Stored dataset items
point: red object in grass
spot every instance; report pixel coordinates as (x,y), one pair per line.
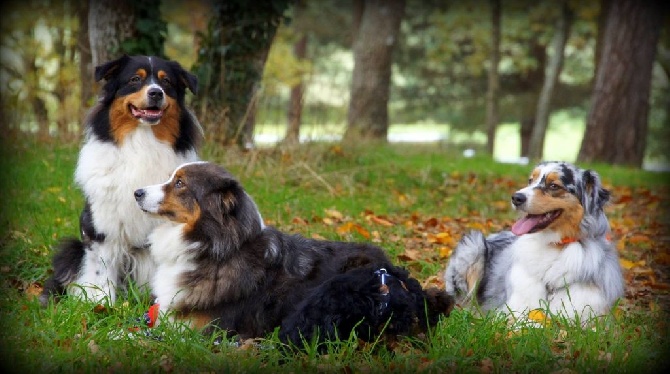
(153,315)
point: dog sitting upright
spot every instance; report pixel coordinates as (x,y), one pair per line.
(558,255)
(218,264)
(136,134)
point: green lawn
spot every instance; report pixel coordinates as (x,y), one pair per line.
(429,194)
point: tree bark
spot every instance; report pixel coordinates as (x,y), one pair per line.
(296,99)
(530,86)
(554,68)
(616,126)
(230,66)
(109,24)
(492,94)
(373,47)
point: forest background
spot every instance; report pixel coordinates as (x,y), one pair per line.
(514,78)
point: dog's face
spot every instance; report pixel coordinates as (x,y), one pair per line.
(192,188)
(209,202)
(558,196)
(144,90)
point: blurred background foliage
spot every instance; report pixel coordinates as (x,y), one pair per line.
(439,76)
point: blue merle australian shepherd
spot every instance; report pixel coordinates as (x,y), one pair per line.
(557,256)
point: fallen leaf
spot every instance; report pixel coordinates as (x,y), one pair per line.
(409,255)
(380,221)
(627,264)
(33,290)
(335,214)
(537,315)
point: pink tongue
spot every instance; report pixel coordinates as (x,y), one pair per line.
(525,224)
(146,112)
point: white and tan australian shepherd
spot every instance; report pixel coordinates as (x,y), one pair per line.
(137,133)
(557,257)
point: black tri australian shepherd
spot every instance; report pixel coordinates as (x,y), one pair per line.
(137,133)
(558,256)
(219,265)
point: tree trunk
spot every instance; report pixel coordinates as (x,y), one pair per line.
(530,85)
(492,117)
(295,101)
(87,96)
(370,85)
(616,126)
(109,24)
(554,68)
(230,66)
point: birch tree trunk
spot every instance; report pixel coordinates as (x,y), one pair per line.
(616,126)
(492,117)
(375,40)
(536,147)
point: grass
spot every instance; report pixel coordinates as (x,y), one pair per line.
(313,190)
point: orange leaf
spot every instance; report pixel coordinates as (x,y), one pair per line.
(33,290)
(345,228)
(335,214)
(538,316)
(445,252)
(636,239)
(380,221)
(409,255)
(299,221)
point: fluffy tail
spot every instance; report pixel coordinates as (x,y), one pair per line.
(66,265)
(466,267)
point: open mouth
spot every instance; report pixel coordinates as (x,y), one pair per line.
(535,222)
(151,114)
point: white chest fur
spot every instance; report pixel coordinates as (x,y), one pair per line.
(172,257)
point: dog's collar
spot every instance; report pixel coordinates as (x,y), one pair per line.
(384,289)
(569,240)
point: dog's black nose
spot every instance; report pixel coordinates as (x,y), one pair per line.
(518,199)
(139,194)
(155,93)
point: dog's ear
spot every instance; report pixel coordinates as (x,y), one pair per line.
(594,196)
(186,78)
(111,68)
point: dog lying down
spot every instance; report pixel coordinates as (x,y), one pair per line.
(557,256)
(219,265)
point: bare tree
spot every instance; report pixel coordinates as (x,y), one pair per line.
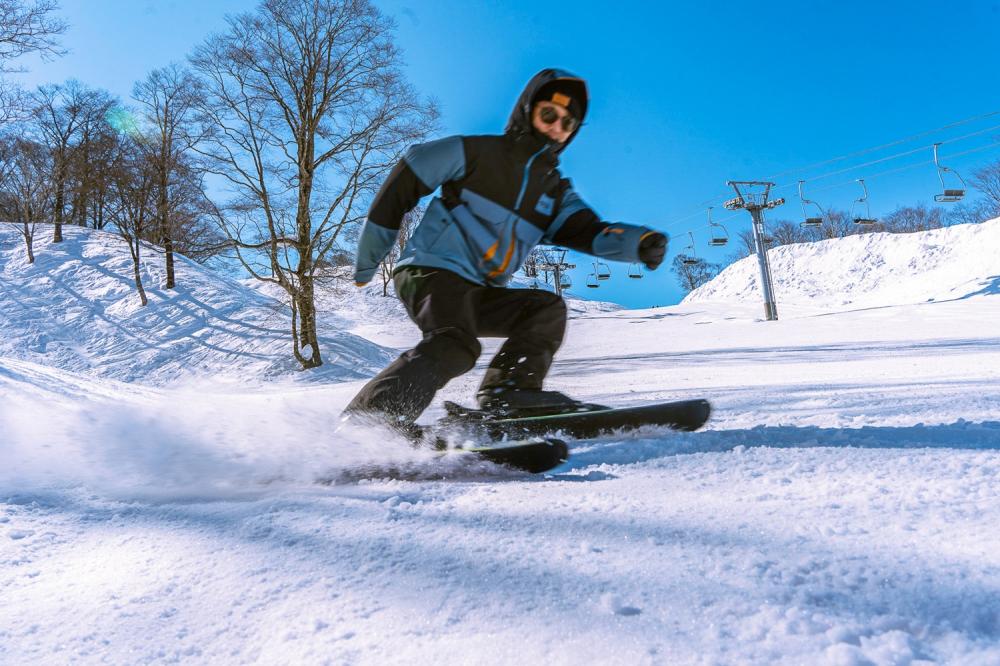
(987,180)
(692,272)
(406,227)
(95,141)
(168,98)
(308,111)
(25,27)
(973,213)
(60,113)
(132,203)
(29,27)
(906,219)
(27,178)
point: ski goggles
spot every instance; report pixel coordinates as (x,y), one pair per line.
(549,115)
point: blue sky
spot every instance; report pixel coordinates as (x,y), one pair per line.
(685,95)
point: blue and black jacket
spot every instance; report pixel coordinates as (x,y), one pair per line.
(501,195)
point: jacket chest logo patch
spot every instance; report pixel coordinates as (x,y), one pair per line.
(544,205)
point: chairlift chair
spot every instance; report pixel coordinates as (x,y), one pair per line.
(689,257)
(947,195)
(719,235)
(806,220)
(866,219)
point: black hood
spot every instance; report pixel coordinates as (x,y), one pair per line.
(520,117)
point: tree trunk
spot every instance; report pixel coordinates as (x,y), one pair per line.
(166,238)
(168,248)
(307,339)
(60,201)
(138,275)
(28,237)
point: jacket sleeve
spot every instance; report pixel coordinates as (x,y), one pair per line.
(423,169)
(577,227)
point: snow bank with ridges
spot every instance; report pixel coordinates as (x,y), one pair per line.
(870,270)
(76,308)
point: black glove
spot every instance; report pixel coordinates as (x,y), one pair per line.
(652,249)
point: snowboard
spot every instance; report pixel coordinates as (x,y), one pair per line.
(588,421)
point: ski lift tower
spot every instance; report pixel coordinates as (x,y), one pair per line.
(555,263)
(755,202)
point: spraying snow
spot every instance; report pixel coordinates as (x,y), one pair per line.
(841,507)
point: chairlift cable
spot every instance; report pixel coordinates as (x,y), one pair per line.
(958,123)
(885,145)
(887,158)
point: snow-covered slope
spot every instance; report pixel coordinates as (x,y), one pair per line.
(840,508)
(76,308)
(870,270)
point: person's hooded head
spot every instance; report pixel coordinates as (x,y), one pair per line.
(551,107)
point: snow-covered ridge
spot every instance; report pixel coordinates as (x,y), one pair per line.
(76,309)
(871,270)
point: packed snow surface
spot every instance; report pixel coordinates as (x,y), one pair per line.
(840,508)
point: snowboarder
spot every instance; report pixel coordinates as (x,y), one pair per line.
(501,195)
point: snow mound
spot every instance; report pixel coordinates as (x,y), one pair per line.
(76,309)
(879,269)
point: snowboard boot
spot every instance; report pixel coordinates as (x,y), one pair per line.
(505,402)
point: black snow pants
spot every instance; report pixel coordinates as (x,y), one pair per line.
(452,313)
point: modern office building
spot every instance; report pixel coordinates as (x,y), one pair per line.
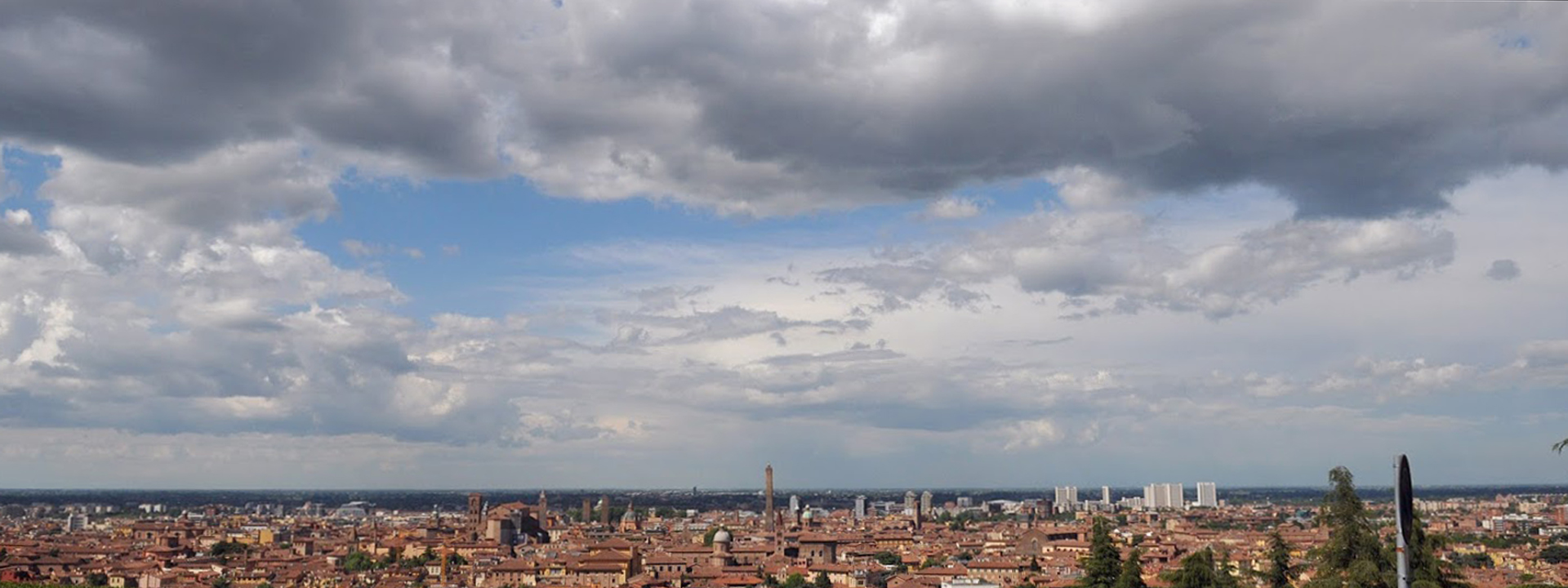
(1208,496)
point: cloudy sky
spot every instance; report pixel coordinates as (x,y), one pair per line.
(888,243)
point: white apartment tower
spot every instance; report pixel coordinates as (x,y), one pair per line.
(1067,499)
(1208,496)
(1164,496)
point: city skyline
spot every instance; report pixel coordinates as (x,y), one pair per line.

> Task details: Convert every line of the records above into a numbered list, leaving out any blank lines. Omit the pictures from your answer.

> Complete response:
1. point: red object in grass
2. spot every instance; report pixel coordinates as (x,y), one pair per line.
3. (153,315)
4. point: dog sitting upright
5. spot every instance; report pixel coordinates as (x,y), one pair per line.
6. (558,255)
7. (218,264)
8. (136,134)
9. point: green lawn
10. spot every instance; report pixel coordinates as (x,y), one pair per line.
11. (429,194)
12. point: tree bark
13. spot every instance; report pixel coordinates as (x,y), one pair per line.
14. (296,99)
15. (530,86)
16. (554,68)
17. (616,126)
18. (230,66)
19. (109,24)
20. (492,94)
21. (373,47)
22. point: forest background
23. spot every instance; report pixel coordinates as (x,y), one pair per line.
24. (514,78)
25. point: dog's face
26. spot every instance; report pixel coordinates as (x,y), one pair per line.
27. (192,188)
28. (209,202)
29. (558,196)
30. (144,90)
31. point: blurred background foliage
32. spot every instance; report pixel coordinates as (x,y), one pair per line.
33. (439,76)
34. point: blue merle australian shepherd
35. spot every instance; report pixel coordinates as (x,y), one pair per line.
36. (557,256)
37. point: fallen leaf
38. spot every instance; report pixel coordinates as (x,y), one pair per line.
39. (409,255)
40. (380,221)
41. (627,264)
42. (33,290)
43. (335,214)
44. (537,315)
45. point: pink tongue
46. spot every instance; report pixel coordinates as (x,y), one pair per line.
47. (525,224)
48. (146,112)
49. point: white and tan australian shepherd
50. spot every instance; report pixel coordinates as (x,y), one pair per line.
51. (137,133)
52. (557,257)
53. point: black tri australian shepherd
54. spot every instance; report pixel coordinates as (x,y), one pair per line.
55. (137,133)
56. (558,256)
57. (219,265)
58. point: tree trunk
59. spot every instance; report pixel coordinates as (x,y), one pair per line.
60. (530,85)
61. (492,117)
62. (295,101)
63. (87,96)
64. (370,85)
65. (616,126)
66. (109,24)
67. (554,68)
68. (230,66)
69. point: birch tree trunk
70. spot every instance; report pixel coordinates as (x,y), one pair per line.
71. (616,126)
72. (492,117)
73. (375,40)
74. (536,147)
75. point: grass
76. spot every instance; report pixel coordinates as (x,y), one pair per line.
77. (313,190)
78. point: orange leaf
79. spot every instance; report pixel coordinates as (x,y), one pair per line.
80. (33,290)
81. (345,228)
82. (335,214)
83. (538,316)
84. (445,252)
85. (636,239)
86. (380,221)
87. (409,255)
88. (299,221)
89. point: fluffy tail
90. spot every instance; report pixel coordinates as (x,y), one pair per line.
91. (66,265)
92. (466,267)
93. point: open mouth
94. spot every instance; report pixel coordinates as (x,y), one pair per line.
95. (535,222)
96. (151,114)
97. point: white chest fur
98. spot every instance; report pixel coordinates as (x,y), one pair per line.
99. (172,257)
100. point: dog's collar
101. spot every instance; report pixel coordinates as (x,y), one pair per line.
102. (384,289)
103. (569,240)
104. point: dog's black nose
105. spot every instance; report pixel coordinates as (x,y), one pair per line.
106. (518,199)
107. (139,194)
108. (155,93)
109. point: dog's ear
110. spot every instance; report pixel coordinates as (x,y), one pair per line.
111. (594,196)
112. (186,78)
113. (111,68)
114. point: dog lying down
115. spot every instance; report pixel coordinates as (x,y), one pair per line.
116. (557,256)
117. (219,265)
118. point: bare tree
119. spot every instance; report pixel coordinates as (x,y), one pair per line.
120. (987,180)
121. (692,272)
122. (406,227)
123. (95,141)
124. (168,98)
125. (308,111)
126. (25,27)
127. (973,213)
128. (60,113)
129. (132,203)
130. (29,27)
131. (906,219)
132. (27,178)
133. point: ski goggles
134. spot every instance; report pixel coordinates as (x,y), one pair per line.
135. (549,115)
136. point: blue sky
137. spot every instance; report pixel coordinates as (x,y), one pair per line.
138. (685,95)
139. point: blue and black jacket
140. spot every instance; report pixel coordinates as (x,y), one pair per line.
141. (501,195)
142. point: jacket chest logo patch
143. spot every instance; report pixel coordinates as (x,y), one pair per line.
144. (544,205)
145. point: chairlift chair
146. spot every instance; report pixel coordinates as (x,y), one pair per line.
147. (689,257)
148. (947,195)
149. (719,235)
150. (806,220)
151. (866,219)
152. point: black hood
153. spot every instance; report pixel coordinates as (x,y), one pair per line.
154. (520,117)
155. point: tree trunk
156. spot every instance; report pixel coordinates as (x,y), one pair per line.
157. (166,238)
158. (168,248)
159. (307,339)
160. (60,201)
161. (138,275)
162. (28,237)
163. point: jacket sleeve
164. spot every instance; report pixel coordinates as (x,y), one pair per line.
165. (423,169)
166. (577,227)
167. point: snow bank with ridges
168. spot every instance; report pixel coordinates as (x,y), one pair per line.
169. (870,270)
170. (76,308)
171. point: black glove
172. spot every instance; report pixel coordinates as (x,y), one pair per line.
173. (652,249)
174. point: snowboard
175. spot every instance; report pixel coordinates as (x,y), one pair per line.
176. (588,421)
177. point: ski lift tower
178. spot every instance; report pixel coordinates as (x,y), one pair per line.
179. (555,263)
180. (755,202)
181. point: spraying snow
182. spot every instance; report pixel coordinates as (x,y), one pair per line.
183. (841,507)
184. point: chairlift cable
185. spot every instance; report pixel coordinates as (x,y), one pair per line.
186. (958,123)
187. (885,145)
188. (887,158)
189. point: snow-covered slope
190. spot every instance; report pixel coordinates as (x,y), one pair per line.
191. (840,508)
192. (76,308)
193. (870,270)
194. point: person's hooded head
195. spot every instance; report pixel coordinates as (x,y), one pair per line.
196. (551,107)
197. point: snow-covered ridge
198. spot every instance; report pixel coordinates as (x,y), one pair per line.
199. (76,309)
200. (871,270)
201. point: packed snow surface
202. spot every instance; report pixel coordinates as (x,y), one pair per line.
203. (840,508)
204. point: snowboarder
205. spot every instance; report pixel coordinates as (x,y), one pair per line.
206. (501,195)
207. point: snow mound
208. spot every instance; report pixel coordinates as (x,y), one pair per line.
209. (76,309)
210. (879,269)
211. point: snowboard boot
212. spot every instance; report pixel coordinates as (x,y), one pair per line.
213. (505,402)
214. point: black snow pants
215. spot every instance; report pixel coordinates as (x,y), one pair per line.
216. (452,313)
217. point: modern office building
218. spot every instance; report pixel coordinates as (x,y), one pair per line.
219. (1208,496)
220. point: cloudy sky
221. spot every instance; report pixel coordinates as (x,y), one pair per line.
222. (888,243)
223. point: white apartment tower
224. spot every instance; report pixel coordinates as (x,y), one pair per line.
225. (1067,499)
226. (1208,496)
227. (1164,496)
228. point: city skyline
229. spot every instance; report pixel coordinates as (x,y), one pair per line.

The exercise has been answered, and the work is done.